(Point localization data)
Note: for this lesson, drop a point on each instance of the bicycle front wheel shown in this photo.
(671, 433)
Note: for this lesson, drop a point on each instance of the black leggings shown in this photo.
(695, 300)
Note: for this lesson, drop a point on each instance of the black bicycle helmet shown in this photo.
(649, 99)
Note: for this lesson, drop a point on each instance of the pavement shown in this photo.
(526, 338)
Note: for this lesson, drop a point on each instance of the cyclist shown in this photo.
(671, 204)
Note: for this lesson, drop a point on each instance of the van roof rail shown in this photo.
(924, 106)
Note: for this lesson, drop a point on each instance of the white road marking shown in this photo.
...
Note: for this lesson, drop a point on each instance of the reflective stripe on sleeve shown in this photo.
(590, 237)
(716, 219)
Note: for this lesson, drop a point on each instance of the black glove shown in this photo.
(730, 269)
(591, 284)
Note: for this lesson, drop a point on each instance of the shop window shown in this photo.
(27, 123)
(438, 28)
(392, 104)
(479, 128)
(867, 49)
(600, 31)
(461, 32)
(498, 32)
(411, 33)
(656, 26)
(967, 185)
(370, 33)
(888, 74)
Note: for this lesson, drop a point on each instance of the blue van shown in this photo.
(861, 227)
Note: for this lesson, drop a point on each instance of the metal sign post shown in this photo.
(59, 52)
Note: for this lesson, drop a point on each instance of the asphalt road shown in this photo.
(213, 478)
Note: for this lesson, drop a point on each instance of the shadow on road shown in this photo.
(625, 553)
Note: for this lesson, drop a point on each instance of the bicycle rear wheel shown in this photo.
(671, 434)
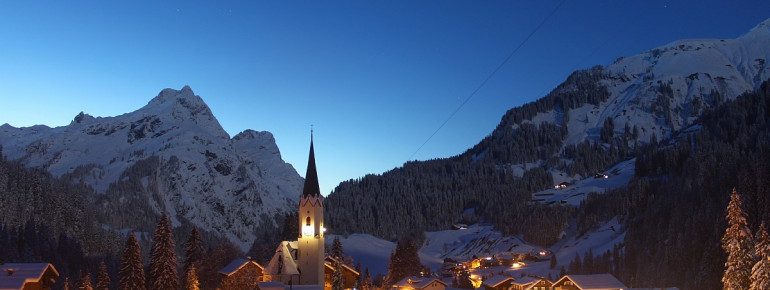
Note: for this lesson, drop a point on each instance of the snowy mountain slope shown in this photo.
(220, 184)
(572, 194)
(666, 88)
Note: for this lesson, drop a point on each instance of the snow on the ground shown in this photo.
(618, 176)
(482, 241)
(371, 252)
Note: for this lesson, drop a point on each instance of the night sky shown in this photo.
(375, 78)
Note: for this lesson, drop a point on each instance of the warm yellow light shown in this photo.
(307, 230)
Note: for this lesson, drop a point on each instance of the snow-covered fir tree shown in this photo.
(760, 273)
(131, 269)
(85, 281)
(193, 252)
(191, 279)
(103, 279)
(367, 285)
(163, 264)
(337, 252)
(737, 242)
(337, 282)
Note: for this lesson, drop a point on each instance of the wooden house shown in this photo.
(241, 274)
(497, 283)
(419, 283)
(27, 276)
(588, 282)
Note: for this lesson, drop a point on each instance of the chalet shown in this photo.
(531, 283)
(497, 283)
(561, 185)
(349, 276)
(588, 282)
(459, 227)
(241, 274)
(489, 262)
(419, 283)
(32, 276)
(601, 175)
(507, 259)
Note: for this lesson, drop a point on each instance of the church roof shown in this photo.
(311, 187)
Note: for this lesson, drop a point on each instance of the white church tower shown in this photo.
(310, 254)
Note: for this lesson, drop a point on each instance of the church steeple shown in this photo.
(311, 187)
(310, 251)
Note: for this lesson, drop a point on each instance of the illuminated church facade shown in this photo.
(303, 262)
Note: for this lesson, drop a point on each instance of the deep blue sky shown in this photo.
---
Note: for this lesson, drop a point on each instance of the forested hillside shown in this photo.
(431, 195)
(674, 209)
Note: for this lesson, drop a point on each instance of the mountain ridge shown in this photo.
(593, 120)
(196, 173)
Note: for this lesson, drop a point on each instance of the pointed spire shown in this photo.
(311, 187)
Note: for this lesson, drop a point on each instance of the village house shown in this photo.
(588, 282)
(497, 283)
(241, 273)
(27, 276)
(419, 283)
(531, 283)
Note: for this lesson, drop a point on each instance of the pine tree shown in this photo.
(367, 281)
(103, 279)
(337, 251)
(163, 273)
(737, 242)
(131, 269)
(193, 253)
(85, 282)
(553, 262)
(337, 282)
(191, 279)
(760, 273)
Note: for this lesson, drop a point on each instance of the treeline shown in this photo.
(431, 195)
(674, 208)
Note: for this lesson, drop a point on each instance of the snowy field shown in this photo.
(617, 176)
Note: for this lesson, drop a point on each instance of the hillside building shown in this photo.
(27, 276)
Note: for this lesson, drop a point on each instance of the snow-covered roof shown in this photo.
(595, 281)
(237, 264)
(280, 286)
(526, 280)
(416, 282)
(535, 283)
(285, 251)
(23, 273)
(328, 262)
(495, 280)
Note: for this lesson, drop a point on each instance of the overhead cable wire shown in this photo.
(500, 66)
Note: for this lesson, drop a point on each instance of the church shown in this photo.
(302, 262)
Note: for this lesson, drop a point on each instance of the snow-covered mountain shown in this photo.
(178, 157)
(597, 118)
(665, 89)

▸ AIM OF THE TASK: What do the lines above say from the one containing "facade shown in this photo." down to the one containing "blue sky shown in this photo."? Return them exactly, both end lines included, and only them.

▸ TASK RESULT:
Note: for this lesson, drop a point on each instance of the illuminated church facade shown in this photo.
(303, 262)
Note: for this lesson, drop a point on each instance of the deep blue sky shown in this photo.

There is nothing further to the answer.